= Tarea solicitada 1 =
Resume en menos palabras el párrafo del texto sobre la tauromaquia que empieza por "Esta lectura da pocas pautas estratégicas", sin perder sus ideas principales.
= Tarea solicitada 2 =
Traduce al inglés esta oración del texto sobre la tauromaquia: "La desaparición real de la tauromaquia, como sugerimos anteriormente, sólo tendrá como consecuencia una exacerbación de su poder imaginario."
= Tarea solicitada 3 =
Escribe lo que sigue al texto sobre la tauromaquia a partir del punto en que se detiene.

= Texto extraído =
-=-=-

Aquí es donde la discusión entre taurinos y animalistas toma el cariz de una pelea sobre la regulación de la jouissance propia de una comunidad de sentido. Lo que los taurinos temen, exagerando pero no en la manera más obvia, es la eliminación de la Cosa que constituye su comunidad de sentido. Lo que los animalistas no entienden, a ojos de los taurinos, es que la tauromaquia es una forma de regular el goce que los identifica como comunidad. El miedo del taurino, en este sentido, es el miedo xenófobo por excelencia: los extraños pretenden quitarnos nuestras formas de placer. La pregunta claro, sería si en realidad existe una comunidad determinada actualmente por este deseado modo de vida; si no es, más bien, ya una curiosidad folclórica, un aspecto más en la vida de una persona que en ciertas circunstancias se identifica como taurina. Por supuesto, cuando la fiesta taurina sólo sea un recuerdo será cuando su valor estético y su importancia como tradición se exaltarán con mayor ahínco por los taurinos. ¿No es esa existencia, ya meramente fantasmal, mejor aún que la real? 
Esta lectura da pocas pautas estratégicas a los animalistas, pues precisamente sólo se puede desarticular una práctica tal minando su poder como fantasía. La desaparición real de la tauromaquia, como sugerimos anteriormente, sólo tendrá como consecuencia una exacerbación de su poder imaginario. No obstante, quizás no sean los animalistas los que deban obtener algo de esta lectura, sino los propios taurinos, pues, bajo este matiz, ¿no es terriblemente infantil la fascinación con tal espectáculo, no se debería sentir cierto bochorno al descubrir las causas de la fascinación? Como cuando descubrimos que detrás de Santa Claus se encontraba nuestro padre.

*Cfr. El acoso de las fantasías, Slavoj Zizek, Siglo XXI, Primera edición 1999, Quinta reimpresión, 2013. Traductora Clea Braunstein Saal, México, 255 pp. La siguiente lectura de la tauromaquia se basa en la concepción lacaniana de fantasía que Zizek desarrolla en tal libro.

-=-=-

= Material proporcionado =

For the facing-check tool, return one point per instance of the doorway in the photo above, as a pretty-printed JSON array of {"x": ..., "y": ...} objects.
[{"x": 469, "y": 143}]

-=-=-

= Respuesta 1 =
Esta lectura ofrece pocas pautas estratégicas a los animalistas. Una práctica así solo se desarticula minando su poder como fantasía, y la desaparición real de la tauromaquia solo exacerbaría su poder imaginario. Quizás sean los taurinos quienes deban sacar algo de esta lectura. Vista así, su fascinación por el espectáculo resulta infantil y debería darles cierto bochorno descubrir sus causas, como cuando descubrimos que detrás de Santa Claus estaba nuestro padre.

= Respuesta 2 =
The actual disappearance of bullfighting, as we suggested earlier, will only result in an exacerbation of its imaginary power.

= Respuesta 3 =
**La desintegración del cuerpo del animal muerto ocurre siempre tras bambalinas, ahí de donde viene el toro y a donde en última instancia termina. Por supuesto, no es nada incidental el que la disposición de la plaza de toros obedesca a su función en el complejo fantasmático: el juez de plaza tiene su lugar en lo alto, desde donde puede juzgar todo, el ruedo está a la vista, es el foro de la acción mientras que la parte oscura se dedica a los corrales y al desolladero. ¿No son estos una copia fiel del lugar del super yo, el yo y el ello freudianos?
***Para una aclaración del poder fálico y su relación con el pene, véase la página 144 y ss. de la obra citada.
****La inscripción de lo Real en lo Simbólico es la castración simbólica. En el escenario que nos concierne, esta relación es hasta cierto punto obvia pues es la sociedad (machista, fundada en la “ley del padre”) la que nos quita la posibilidad de gozar...
***** Aquí cabría distinguir dos procesos con resultados más o menos similares. La compulsión de repetición es el cumplimiento de una demanda del super yo. La actividad del compulsivo pretende en última instancia eliminar el deseo, no ocluir el placer. En este sentido, la compulsión es histérica. Por otro lado, podríamos tener también un intento continuo de simbolizar el goce mediante los objetos materiales de la fiesta--el coleccionista fetichista, por ejemplo. En los matemas de Lacan, los fetiches son siempre objetos a (aunque lo contrario no sea cierto). Es decir, resabios de la falta de castración: remanentes de un proceso de simbolización incompleto del goce. Su áura atractiva viene de estar “teñidos” por un “no sé qué” maravilloso (de goce). ¿No podría ser un taurino un fetichista o un histérico en estos sentidos?